***** TEXTO DE ORIGEM

Seria interessante agora haver um investimento forte no solar, que ainda está muito subdesenvolvido em Portugal, poderia ser uma ajuda principalmente no período de Verão, em que a produção eólica e principalmente a hídrica são menores.


----------



## DaniFR (6 Jan 2021 às 22:39)

*Frio leva consumo de eletricidade para novos máximos de 10 anos em Portugal*
*
Na sequência de um conjunto de dias particularmente frios, os consumos de gás natural e eletricidade em Portugal atingiram máximos tanto a nível de pico como de consumo diário, diz a REN*

De acordo com dados da REN – Redes Energéticas Nacionais, um novo pico máximo de consumo de eletricidade foi atingido esta terça-feira, 5 de janeiro, às 20h, com 9546 MW, superando o anterior máximo de 9403 MW, que datava de 11 de janeiro de 2010.

No gás natural, os anteriores máximos de ponta e consumo diário foram ultrapassados em cerca de 10%.

O anterior pico máximo de 13.539 MW, atingido a 7 de janeiro de 2020 foi superado pelos 14.862 MW registados às 20h também desta terça-feira, 5 de janeiro.

O consumo diário atingiu 298,9 GWh, superando o anterior máximo de 5 de dezembro de 2017, com 269,9 GWh.

https://eco.sapo.pt/2021/01/06/frio...de-para-novos-maximos-de-10-anos-em-portugal/


----------



## AnDré (7 Jan 2021 às 15:04)

Ontem o recorde de 3ªfeira (9546MW), foi batido novamente. Desta vez *9813MW!* E* 183GWh *no dia de ontem!
Felizmente que a partir das 19h a eólica deu uma ajuda na produção.

De referir que a Central Termoelétrica do Pego, a Carvão, teve uma utilização na produção de 100%.

**********
***** REGISTOS EXTRAÍDOS

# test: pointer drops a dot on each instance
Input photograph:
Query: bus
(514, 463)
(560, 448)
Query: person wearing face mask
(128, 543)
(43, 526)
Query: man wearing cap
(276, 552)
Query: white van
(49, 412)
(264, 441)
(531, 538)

**********
***** REGISTOS EXTRAÍDOS

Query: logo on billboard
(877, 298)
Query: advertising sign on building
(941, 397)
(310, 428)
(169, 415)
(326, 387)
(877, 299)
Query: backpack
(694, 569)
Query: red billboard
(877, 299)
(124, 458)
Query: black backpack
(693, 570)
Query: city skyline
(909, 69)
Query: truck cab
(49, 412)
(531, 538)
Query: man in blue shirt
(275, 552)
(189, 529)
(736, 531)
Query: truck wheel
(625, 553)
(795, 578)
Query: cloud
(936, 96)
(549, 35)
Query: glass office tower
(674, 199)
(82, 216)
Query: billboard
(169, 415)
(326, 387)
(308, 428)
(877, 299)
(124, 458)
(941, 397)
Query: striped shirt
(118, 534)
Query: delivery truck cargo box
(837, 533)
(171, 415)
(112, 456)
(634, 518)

**********
***** REGISTOS EXTRAÍDOS

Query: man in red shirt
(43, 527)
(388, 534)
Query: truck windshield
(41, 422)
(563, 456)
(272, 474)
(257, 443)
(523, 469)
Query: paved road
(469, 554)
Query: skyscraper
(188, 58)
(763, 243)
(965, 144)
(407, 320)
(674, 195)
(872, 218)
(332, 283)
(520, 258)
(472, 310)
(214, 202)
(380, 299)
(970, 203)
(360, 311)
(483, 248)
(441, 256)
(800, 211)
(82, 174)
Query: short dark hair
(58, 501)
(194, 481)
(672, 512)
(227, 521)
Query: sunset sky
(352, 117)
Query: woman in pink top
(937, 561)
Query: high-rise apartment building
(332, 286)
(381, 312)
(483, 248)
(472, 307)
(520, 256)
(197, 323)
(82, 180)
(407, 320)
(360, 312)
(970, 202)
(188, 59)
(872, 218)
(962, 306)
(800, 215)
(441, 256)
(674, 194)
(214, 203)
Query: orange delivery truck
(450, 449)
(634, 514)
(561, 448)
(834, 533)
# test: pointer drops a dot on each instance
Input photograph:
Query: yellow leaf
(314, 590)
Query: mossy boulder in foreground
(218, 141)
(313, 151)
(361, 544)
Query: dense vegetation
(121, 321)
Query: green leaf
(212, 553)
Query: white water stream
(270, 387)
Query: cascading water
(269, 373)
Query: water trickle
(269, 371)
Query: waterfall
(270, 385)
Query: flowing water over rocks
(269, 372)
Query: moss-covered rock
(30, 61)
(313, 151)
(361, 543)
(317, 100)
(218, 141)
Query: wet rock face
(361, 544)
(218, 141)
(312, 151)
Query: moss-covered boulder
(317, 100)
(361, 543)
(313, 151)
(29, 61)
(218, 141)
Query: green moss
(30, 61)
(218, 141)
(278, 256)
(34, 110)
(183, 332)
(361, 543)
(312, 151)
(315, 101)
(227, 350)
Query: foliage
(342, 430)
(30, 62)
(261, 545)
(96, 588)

**********

#### TAREFA PROPOSTA 1:
Responda às seguintes perguntas com base no texto sobre o consumo de eletricidade em Portugal.
(a) Que fonte de energia é apontada como ainda muito subdesenvolvida em Portugal?
(b) Em que dia e a que hora foi atingido o pico de 9546 MW?
(c) Que central teve uma utilização na produção de 100%?
#### TAREFA PROPOSTA 2:
Reúna todas as linhas dos registos que contêm a palavra "shirt".

#### RESPOSTA DESENVOLVIDA 1:
(a) A energia solar.
(b) Na terça-feira, 5 de janeiro, às 20h.
(c) A Central Termoelétrica do Pego, a carvão.

#### RESPOSTA DESENVOLVIDA 2:
Query: man in blue shirt
Query: striped shirt
Query: man in red shirt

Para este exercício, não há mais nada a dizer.